▶ [WHAT YOU WILL DO]: Would you copy all lines in the data that contain the word "overcast"?

(Referring expression data)
⟨

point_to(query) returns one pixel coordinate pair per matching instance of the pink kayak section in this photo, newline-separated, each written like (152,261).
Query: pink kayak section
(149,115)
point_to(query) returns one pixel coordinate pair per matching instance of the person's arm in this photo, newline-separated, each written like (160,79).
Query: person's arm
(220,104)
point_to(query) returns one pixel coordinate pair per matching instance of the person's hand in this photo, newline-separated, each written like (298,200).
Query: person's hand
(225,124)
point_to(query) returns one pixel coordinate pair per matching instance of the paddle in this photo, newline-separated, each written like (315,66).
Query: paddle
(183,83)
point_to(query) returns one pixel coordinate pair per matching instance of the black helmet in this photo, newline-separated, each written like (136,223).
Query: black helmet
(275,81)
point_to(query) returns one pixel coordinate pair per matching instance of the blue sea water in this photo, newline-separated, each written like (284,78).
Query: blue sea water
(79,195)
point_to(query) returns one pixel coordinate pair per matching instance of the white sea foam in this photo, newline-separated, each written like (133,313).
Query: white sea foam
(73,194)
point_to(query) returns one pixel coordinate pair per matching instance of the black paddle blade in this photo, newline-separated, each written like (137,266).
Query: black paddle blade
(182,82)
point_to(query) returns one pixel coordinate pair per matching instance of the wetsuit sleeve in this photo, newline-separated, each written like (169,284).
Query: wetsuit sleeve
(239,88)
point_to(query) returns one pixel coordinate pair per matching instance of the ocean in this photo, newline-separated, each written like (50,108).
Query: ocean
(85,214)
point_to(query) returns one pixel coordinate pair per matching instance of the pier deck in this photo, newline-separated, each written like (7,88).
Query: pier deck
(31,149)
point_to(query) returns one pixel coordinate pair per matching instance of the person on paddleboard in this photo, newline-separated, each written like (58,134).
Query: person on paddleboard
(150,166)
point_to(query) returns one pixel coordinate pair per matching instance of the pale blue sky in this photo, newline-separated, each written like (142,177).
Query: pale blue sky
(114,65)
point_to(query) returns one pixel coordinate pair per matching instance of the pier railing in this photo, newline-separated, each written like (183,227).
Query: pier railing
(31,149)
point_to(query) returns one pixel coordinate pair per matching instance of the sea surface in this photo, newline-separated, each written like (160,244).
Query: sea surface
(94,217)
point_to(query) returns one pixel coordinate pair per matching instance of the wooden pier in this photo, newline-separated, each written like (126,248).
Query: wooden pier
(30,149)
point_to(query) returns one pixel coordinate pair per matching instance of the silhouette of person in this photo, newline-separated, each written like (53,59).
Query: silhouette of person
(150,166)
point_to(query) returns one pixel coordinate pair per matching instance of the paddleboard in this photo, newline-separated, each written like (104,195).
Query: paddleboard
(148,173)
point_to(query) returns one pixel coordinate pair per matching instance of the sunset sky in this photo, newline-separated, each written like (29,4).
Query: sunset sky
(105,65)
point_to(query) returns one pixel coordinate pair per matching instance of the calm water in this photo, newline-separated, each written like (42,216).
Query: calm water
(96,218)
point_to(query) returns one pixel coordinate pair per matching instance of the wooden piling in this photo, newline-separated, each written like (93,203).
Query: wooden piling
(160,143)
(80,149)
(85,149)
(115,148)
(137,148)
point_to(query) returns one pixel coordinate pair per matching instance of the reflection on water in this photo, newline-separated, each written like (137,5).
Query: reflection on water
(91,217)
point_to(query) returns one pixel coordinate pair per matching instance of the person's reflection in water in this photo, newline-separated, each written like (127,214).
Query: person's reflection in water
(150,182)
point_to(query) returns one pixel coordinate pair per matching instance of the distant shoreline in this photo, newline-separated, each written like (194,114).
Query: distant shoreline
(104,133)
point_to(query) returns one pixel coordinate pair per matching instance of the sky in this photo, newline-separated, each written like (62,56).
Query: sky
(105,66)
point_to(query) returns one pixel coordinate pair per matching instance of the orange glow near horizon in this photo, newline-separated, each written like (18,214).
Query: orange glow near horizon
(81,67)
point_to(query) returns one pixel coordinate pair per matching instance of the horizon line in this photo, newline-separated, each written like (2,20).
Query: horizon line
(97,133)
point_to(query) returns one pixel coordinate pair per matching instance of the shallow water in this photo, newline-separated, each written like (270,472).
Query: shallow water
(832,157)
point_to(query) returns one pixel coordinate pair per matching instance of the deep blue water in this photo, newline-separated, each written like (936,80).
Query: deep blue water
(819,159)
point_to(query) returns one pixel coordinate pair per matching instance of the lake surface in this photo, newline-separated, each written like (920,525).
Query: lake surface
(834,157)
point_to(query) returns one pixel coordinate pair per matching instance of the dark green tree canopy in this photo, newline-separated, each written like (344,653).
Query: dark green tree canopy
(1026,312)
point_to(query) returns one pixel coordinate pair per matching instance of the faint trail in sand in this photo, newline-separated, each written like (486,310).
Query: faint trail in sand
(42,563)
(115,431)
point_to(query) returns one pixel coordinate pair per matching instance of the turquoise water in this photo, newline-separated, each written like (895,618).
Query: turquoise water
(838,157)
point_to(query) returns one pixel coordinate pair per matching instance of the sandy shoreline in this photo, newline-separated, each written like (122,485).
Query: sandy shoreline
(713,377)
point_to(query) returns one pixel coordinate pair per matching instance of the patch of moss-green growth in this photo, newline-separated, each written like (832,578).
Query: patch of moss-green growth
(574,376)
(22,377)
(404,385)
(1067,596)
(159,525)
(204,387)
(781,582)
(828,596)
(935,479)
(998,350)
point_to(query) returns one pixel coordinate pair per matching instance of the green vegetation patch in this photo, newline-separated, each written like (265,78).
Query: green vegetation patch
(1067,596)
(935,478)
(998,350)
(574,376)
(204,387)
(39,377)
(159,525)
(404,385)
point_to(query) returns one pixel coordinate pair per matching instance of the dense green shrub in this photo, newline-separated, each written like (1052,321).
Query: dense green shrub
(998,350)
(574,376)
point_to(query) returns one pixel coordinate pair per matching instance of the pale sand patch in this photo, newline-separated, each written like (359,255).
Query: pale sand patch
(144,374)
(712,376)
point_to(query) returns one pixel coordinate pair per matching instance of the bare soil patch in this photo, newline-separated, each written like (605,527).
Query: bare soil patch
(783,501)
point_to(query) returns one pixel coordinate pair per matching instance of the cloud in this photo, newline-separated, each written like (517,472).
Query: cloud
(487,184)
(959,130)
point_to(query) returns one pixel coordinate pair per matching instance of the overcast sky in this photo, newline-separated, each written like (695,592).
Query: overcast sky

⟩

▶ [FINISHED TASK]:
point_to(query) returns one pixel coordinate pair per matching instance of the overcast sky in this photo, newline-separated, each written like (695,592).
Query: overcast sky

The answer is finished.